* **Work to complete**: Write out every one of the rows below word for word, changing nothing.

____

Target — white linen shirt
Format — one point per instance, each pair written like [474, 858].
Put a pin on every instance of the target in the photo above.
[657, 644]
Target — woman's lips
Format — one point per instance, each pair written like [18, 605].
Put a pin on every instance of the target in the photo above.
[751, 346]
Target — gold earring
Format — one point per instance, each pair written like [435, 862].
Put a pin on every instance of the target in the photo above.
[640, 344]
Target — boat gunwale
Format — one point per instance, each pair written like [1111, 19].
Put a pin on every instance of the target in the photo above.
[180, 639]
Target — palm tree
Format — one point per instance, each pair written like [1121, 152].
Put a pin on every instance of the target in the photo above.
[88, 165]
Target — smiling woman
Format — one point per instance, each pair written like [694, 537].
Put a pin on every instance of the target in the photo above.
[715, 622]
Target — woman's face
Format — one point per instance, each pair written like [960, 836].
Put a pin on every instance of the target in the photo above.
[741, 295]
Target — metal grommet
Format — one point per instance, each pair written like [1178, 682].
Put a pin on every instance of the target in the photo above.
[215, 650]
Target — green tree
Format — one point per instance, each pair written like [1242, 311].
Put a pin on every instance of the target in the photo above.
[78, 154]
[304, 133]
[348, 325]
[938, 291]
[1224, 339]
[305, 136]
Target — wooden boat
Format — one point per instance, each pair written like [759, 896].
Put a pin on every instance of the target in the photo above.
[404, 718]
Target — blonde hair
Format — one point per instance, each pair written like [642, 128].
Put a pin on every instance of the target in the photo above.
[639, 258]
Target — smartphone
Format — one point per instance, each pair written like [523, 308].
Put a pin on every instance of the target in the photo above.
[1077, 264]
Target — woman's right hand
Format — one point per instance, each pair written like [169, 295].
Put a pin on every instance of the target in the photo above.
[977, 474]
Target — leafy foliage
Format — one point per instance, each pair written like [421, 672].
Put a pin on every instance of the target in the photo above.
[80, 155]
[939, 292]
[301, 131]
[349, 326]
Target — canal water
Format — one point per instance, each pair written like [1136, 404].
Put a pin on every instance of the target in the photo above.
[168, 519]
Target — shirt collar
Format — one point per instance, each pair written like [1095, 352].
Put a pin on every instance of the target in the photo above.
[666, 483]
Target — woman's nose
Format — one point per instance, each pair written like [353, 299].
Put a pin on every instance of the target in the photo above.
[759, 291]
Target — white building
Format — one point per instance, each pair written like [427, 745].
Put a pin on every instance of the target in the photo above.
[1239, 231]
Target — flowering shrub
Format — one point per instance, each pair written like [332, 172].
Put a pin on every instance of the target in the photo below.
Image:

____

* **Output**:
Target — white linen shirt
Format — one point per instance, each pair written like [474, 858].
Put a pin on every instance of the target in the photo above.
[657, 644]
Target — woman's lips
Format — one point per instance, each pair written like [18, 605].
Put a pin on every instance of the target in the photo above.
[751, 346]
Target — gold earring
Format — one point per instance, each pair written like [435, 862].
Put a pin on every instance of the target in the photo above.
[640, 344]
Target — boat gunwale
Format — one point per instance, each pair written like [1111, 19].
Put a pin on every instance of the target in the photo above.
[180, 639]
Target — palm tree
Format — one point per instance, each pair written like [1121, 152].
Put a pin on every instance of the target in the photo above.
[88, 165]
Target — smiling woman
Format — one point per instance, each pair written like [694, 537].
Put a pin on every instance of the target in the photo above.
[715, 622]
Target — woman's face
Format — one point per instance, each pair written like [960, 836].
Put a pin on every instance of the target in the photo above.
[741, 295]
Target — metal grommet
Format — one point per instance, each pair written like [1178, 682].
Put a pin on every instance of the target in the photo above.
[215, 650]
Target — green tree
Format — one point per instance, each pair written like [1242, 311].
Put a pin on every instance of the target in the photo above.
[78, 154]
[304, 133]
[348, 325]
[938, 291]
[1224, 339]
[305, 136]
Target — wooden boat
Format — one point per instance, each pair written like [759, 896].
Put a pin on every instance of the target in the photo above.
[404, 718]
Target — blonde hair
Format — one point per instance, each pair written like [642, 128].
Put a pin on every instance of the target in the photo above.
[639, 258]
Target — smartphone
Format — one point per instance, each pair written like [523, 308].
Put a pin on every instance of the target in the photo above.
[1077, 264]
Target — woman's right hand
Format — one point per instance, each pair written like [169, 295].
Put a pin on every instance of the target in the photo above.
[977, 474]
Target — leafy foliage
Format — one point per instance, each pair written like [421, 672].
Put a pin on every instance of the target in the photo above.
[80, 155]
[939, 292]
[301, 131]
[349, 326]
Target — canal water
Format — one point per instance, each pair written like [1136, 404].
Put a pin on every instance of the target in the photo above.
[168, 519]
Target — shirt collar
Format — one point per instance, each pair written like [1095, 352].
Put a pin on every instance of the target in the photo above.
[666, 483]
Target — woman's nose
Format — one point per instance, each pair written like [353, 299].
Put a pin on every instance of the target in the photo above.
[759, 291]
Target — white building
Format — one point per instance, each pair written like [427, 745].
Put a pin on every instance of the target in the photo above.
[1239, 231]
Target — flowering shrub
Format — one point per instance, each pair written like [332, 172].
Put a pin on every instance of the target in the photo below.
Image:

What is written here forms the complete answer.